[[ Records for this task, beginning ]]
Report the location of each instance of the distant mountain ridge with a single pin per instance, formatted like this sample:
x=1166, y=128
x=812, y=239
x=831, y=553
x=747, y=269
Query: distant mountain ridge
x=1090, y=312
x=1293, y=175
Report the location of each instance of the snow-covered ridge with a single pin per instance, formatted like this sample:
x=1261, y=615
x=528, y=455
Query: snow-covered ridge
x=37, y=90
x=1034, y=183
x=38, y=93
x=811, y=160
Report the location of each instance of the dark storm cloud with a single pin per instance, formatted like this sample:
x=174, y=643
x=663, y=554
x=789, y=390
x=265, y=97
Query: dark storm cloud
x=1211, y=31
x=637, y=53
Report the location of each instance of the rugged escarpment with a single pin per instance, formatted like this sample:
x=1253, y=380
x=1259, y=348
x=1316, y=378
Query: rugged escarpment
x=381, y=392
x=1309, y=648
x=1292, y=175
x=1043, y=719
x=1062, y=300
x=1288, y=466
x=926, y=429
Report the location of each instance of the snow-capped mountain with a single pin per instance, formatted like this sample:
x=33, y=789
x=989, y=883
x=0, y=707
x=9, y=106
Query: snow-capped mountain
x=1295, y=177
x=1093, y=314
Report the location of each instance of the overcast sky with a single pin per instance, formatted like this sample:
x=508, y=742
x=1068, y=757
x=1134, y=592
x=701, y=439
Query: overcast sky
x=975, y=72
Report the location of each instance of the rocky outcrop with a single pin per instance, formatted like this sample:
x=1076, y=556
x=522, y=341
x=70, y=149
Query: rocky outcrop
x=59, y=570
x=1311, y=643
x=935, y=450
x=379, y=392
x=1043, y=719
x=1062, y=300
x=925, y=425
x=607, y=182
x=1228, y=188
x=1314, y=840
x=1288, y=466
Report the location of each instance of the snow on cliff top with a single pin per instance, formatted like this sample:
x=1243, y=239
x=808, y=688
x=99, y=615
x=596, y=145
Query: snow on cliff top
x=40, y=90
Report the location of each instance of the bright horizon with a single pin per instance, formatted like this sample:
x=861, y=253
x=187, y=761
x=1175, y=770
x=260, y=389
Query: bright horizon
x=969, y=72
[[ Records for this task, end ]]
**Task prompt**
Look above for the line containing "Query: snow on cliff top"; copy from it through the last line, exactly, and nothing more.

**Solution below**
Query: snow on cliff top
x=40, y=90
Report the location of each instance of the bright horizon with a single pin per instance, formatted like this sample:
x=861, y=253
x=187, y=761
x=1175, y=770
x=260, y=389
Query: bright horizon
x=969, y=72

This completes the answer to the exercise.